It was 252 AD - the city of Carthage was being overwhelmed by a terrible plague that had spread to the surrounding countryside. Hundreds had died – in a matter of weeks – and the rate of deaths was gaining momentum. Everyone was terrified of the silent unseen killer; most hid behind locked doors paralysed by the fear of becoming infected. The deserted streets became makeshift morgues, as people tried to save themselves. A foul stench permeated everything, as the abandoned loved ones putrefied in the heat.
Bishop Cyprian called a meeting of all church members. Asking them to leave their homes and expose themselves to danger was expecting a lot – but he had to try. The city officials had long gone and now it was ‘everyone for themselves.’
Some members had already left town. Others refused to come.
“It’s better to lay low and hope for the best,” they reasoned. “Maybe, God will spare us.”
Others came with the hope that the Bishop had an evacuation plan and a refuge to go to.
“If the church can’t look after its own, what good is it?” they said.
Still others came, thinking it was time to pray for a miracle.
“Surely God will listen to us in this dark time. Besides, if we cannot get a miracle when we need it, what’s the point of being in the church?”
A minority came to help.
The meeting was in a large courtyard. Most stood alone, reluctant to risk contact. A panic threatened after a stray cough broke the silence. Then Bishop Cyprian began to speak.
“Thank you for coming. I know some of you are grieving and desperate for answers. I feel for those who could not or would not come, but I cannot say how much I admire you who have…
Brothers and sisters, this moment of our suffering is also our moment of truth. We say that we believe in Christ and His promises, the forgiveness of sins and life eternal – well today we can prove it. We cannot make people believe, but we can show them that we do. If they see us ‘practice what we believe’ they will understand that Jesus’ words make a difference in this world not just in the next…”
A stillness gripped the crowd as he continued.
“ ‘The Lord Jesus said, ‘Whoever wishes to save his life shall lose it; but whoever loses his life for My sake shall find it.’” Matthew 16:25
“People expect us to think only of ourselves, but following Jesus means taking a different path. And that’s why, brothers and sisters, I must ask you to do something very hard, and yet glorious…
Will you join me and become a ‘Gambler for Christ’? By this I mean, will you risk your life to remove and bury all the dead bodies and relocate the sick and dying where we can care for them? More of us will die, of that I’m certain. But remember, Jesus has defeated death – this life is not the end of our story…
Again I ask you, will you join me in risking all to show our fellow Carthaginians that Jesus cares?”
“We’re with you, Bishop Cyprian,” many shouted.
“Forgive us… for thinking only of ourselves,” said one of the leaders.
Only a few disappeared into the shadows, ashamed but too afraid to stay.
History honors those who sacrificed themselves for their neighbor. There are Christians doing the same thing today, and more may be needed if the Pandemic everyone fears does eventuate. Will you be a “Gambler for Christ?” or do you have too many attachments to this world?

Collection entries:
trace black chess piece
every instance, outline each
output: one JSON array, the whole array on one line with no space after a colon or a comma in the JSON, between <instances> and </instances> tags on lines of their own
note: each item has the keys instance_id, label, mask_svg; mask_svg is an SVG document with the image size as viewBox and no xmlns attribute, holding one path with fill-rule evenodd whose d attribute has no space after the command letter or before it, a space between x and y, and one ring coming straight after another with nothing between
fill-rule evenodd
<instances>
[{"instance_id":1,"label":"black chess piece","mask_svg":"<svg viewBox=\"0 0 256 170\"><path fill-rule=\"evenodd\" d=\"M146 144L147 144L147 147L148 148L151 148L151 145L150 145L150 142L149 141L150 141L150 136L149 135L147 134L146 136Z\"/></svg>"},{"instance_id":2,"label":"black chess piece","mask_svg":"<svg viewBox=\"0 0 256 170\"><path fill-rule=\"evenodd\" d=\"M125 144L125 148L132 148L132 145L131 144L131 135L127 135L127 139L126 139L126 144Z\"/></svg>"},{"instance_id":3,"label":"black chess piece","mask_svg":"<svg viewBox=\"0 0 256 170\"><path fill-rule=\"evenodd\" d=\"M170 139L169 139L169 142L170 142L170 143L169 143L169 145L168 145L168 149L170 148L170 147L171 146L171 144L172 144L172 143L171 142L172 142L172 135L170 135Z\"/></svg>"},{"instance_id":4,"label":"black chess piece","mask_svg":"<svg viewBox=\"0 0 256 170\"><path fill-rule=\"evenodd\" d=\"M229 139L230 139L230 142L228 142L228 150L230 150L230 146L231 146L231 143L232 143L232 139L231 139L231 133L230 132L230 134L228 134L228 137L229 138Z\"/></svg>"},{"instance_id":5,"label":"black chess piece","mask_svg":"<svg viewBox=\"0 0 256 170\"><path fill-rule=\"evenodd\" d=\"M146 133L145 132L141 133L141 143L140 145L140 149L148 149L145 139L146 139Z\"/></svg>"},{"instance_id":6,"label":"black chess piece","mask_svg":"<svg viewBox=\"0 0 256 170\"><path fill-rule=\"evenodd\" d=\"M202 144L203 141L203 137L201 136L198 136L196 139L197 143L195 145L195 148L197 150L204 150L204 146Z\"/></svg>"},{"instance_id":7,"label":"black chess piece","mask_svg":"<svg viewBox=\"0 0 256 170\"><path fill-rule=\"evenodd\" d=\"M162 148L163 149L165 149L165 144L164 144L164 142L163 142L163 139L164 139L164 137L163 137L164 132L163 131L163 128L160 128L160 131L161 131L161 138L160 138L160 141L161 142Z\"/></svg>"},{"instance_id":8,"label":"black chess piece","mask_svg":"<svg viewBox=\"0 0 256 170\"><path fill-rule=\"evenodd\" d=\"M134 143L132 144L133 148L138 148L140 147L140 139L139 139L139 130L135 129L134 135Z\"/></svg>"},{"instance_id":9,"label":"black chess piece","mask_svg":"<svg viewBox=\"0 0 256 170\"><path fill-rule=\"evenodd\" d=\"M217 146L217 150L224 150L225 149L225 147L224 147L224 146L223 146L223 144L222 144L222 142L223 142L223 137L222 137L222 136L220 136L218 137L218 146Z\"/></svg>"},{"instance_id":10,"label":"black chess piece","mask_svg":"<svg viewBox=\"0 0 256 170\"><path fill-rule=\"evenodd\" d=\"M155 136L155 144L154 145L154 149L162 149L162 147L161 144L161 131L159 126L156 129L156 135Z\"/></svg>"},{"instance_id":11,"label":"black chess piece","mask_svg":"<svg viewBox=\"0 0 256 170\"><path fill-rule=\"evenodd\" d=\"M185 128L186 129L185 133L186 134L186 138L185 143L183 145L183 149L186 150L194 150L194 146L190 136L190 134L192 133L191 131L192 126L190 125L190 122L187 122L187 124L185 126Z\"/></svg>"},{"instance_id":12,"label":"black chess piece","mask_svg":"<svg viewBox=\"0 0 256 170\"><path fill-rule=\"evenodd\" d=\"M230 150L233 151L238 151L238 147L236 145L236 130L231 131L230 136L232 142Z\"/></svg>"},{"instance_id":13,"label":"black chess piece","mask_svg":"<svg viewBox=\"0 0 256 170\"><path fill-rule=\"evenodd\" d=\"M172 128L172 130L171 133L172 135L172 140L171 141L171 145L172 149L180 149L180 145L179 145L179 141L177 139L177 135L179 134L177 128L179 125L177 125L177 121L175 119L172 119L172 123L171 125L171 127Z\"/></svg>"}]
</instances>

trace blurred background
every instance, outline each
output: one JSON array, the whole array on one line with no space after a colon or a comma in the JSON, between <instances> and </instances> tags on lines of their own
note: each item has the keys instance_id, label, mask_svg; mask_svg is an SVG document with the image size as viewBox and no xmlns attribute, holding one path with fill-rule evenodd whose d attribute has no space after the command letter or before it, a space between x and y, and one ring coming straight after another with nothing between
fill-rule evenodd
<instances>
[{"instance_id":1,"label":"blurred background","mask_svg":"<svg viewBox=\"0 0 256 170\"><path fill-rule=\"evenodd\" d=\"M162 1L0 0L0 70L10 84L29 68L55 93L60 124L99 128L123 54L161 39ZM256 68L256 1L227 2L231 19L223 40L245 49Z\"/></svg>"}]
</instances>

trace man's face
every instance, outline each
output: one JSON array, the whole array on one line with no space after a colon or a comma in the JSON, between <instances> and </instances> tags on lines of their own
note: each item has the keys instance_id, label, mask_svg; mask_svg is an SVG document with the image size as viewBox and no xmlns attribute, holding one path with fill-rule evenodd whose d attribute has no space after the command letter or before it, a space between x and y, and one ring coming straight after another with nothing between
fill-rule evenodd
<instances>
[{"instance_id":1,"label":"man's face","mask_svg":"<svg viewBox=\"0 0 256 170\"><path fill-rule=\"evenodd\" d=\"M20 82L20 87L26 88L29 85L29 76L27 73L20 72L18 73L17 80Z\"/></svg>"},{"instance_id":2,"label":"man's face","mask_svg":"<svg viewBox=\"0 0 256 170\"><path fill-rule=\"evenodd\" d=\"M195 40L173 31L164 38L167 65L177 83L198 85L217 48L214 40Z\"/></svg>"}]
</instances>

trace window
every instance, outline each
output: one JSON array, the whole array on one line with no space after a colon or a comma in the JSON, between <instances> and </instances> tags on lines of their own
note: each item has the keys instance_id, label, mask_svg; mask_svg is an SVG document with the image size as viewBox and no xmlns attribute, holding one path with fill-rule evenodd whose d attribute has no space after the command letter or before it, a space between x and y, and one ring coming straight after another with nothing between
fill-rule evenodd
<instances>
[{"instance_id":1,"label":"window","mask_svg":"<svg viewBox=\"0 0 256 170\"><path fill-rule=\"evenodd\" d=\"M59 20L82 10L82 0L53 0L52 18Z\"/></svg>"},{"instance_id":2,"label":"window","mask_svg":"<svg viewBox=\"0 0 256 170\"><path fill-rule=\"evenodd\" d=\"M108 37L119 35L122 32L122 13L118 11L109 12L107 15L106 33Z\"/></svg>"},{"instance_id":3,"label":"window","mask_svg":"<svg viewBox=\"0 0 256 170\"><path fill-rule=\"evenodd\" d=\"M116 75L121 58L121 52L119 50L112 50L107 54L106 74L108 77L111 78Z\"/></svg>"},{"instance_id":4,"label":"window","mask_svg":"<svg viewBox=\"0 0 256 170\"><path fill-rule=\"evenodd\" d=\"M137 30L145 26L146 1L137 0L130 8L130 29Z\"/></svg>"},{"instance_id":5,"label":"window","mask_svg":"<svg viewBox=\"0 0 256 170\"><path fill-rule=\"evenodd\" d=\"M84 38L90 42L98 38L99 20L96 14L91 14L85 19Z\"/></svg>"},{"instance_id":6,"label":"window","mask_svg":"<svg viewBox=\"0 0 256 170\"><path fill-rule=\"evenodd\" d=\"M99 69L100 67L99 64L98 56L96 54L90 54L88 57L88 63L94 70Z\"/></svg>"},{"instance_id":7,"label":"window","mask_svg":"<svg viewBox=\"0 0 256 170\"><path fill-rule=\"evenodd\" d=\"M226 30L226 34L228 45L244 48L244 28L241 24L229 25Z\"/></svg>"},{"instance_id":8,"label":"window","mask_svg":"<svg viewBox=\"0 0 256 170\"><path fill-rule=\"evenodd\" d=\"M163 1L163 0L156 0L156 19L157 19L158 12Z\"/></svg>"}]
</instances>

**ACTIVITY**.
Repeat word for word the part of the Carthage plague story between "Still others came, thinking" and "began to speak.", inclusive. Work only from the Carthage plague story and set the items aside.

**EXPECTED ANSWER**.
Still others came, thinking it was time to pray for a miracle.
“Surely God will listen to us in this dark time. Besides, if we cannot get a miracle when we need it, what’s the point of being in the church?”
A minority came to help.
The meeting was in a large courtyard. Most stood alone, reluctant to risk contact. A panic threatened after a stray cough broke the silence. Then Bishop Cyprian began to speak.